* [Records for the exercise]:
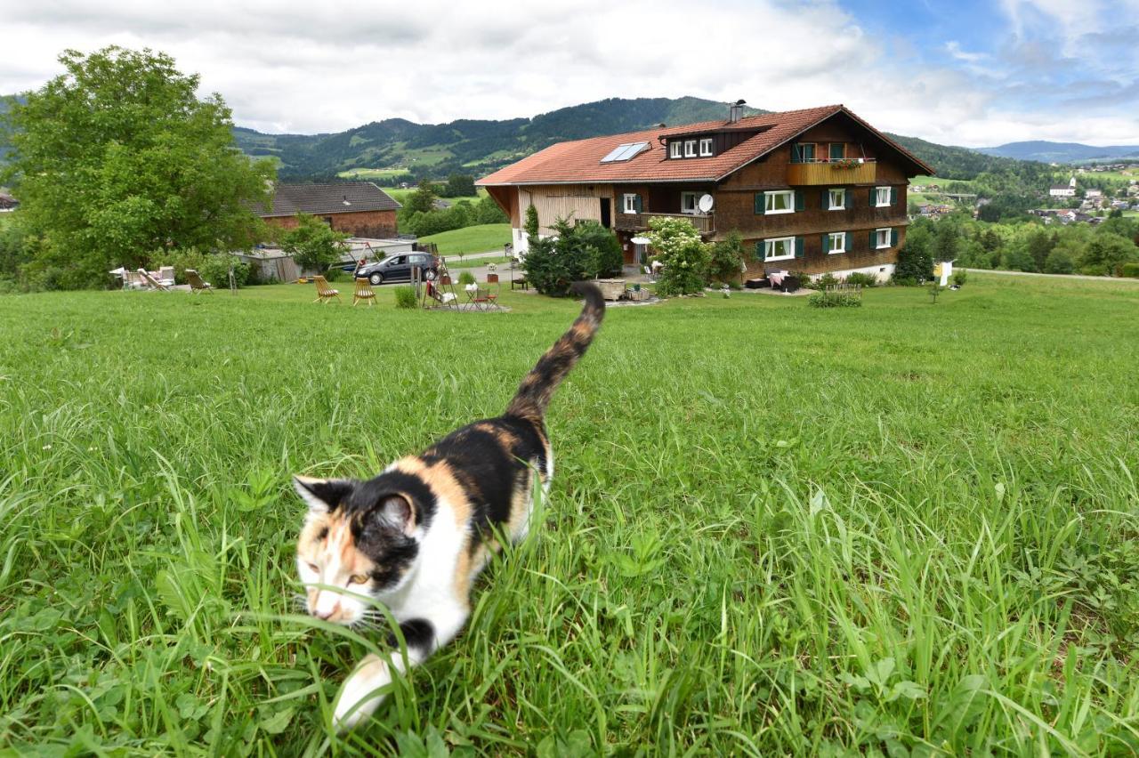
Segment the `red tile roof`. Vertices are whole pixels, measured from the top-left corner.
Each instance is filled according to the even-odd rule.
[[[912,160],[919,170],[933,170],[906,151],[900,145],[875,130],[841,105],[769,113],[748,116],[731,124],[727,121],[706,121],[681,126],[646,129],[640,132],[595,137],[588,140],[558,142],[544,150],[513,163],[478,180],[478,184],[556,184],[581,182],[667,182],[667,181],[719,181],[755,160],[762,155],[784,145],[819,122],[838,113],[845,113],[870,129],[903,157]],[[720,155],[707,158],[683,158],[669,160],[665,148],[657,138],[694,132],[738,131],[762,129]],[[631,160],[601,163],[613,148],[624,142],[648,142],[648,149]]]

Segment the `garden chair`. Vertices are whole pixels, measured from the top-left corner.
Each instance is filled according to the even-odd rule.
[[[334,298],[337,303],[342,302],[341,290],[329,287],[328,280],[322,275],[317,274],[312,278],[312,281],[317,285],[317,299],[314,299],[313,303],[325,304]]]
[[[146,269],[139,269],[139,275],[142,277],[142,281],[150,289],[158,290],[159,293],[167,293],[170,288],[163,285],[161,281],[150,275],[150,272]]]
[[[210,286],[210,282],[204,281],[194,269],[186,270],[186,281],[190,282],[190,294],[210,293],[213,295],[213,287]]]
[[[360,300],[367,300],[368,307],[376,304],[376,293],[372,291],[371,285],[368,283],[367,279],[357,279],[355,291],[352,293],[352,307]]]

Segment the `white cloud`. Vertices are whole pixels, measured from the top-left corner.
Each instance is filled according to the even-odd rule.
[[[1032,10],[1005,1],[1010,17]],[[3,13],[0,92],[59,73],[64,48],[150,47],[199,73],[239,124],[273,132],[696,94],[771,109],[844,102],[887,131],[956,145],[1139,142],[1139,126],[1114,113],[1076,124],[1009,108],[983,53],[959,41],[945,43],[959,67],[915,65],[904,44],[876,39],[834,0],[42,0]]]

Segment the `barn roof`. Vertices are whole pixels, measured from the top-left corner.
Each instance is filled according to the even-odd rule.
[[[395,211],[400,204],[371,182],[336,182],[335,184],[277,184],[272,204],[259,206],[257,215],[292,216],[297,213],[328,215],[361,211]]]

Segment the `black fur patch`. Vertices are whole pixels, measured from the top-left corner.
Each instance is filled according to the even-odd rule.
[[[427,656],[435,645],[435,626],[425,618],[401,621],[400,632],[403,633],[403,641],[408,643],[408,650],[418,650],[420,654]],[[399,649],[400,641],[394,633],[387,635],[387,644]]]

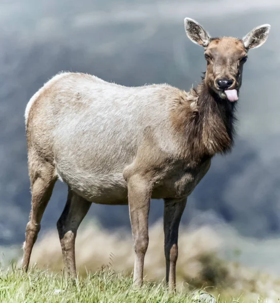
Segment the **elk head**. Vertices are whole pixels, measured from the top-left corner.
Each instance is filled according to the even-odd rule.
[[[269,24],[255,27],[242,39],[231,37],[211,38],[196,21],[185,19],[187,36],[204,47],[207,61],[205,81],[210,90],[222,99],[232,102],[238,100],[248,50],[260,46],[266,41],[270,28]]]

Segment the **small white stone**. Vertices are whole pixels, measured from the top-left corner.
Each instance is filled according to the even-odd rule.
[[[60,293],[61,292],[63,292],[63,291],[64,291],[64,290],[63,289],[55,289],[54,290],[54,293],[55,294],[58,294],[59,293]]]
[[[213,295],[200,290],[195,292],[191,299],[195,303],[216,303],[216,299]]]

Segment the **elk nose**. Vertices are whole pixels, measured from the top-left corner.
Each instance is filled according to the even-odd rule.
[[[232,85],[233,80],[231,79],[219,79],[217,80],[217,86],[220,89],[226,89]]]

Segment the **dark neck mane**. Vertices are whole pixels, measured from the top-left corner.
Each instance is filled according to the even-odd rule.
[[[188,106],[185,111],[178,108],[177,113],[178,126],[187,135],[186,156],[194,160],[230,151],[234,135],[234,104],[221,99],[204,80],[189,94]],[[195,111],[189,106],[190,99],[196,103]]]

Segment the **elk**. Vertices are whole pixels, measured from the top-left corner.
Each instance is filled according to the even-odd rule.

* [Instruction]: Duplicate the rows verbatim, from the line holding "Segment the **elk**." through the end of the rows, both ends inclusive.

* [Response to the exercise]:
Segment the **elk**. Vertices are whole pixels, measured from the top-left corner.
Each instance is filled according to the even-odd rule.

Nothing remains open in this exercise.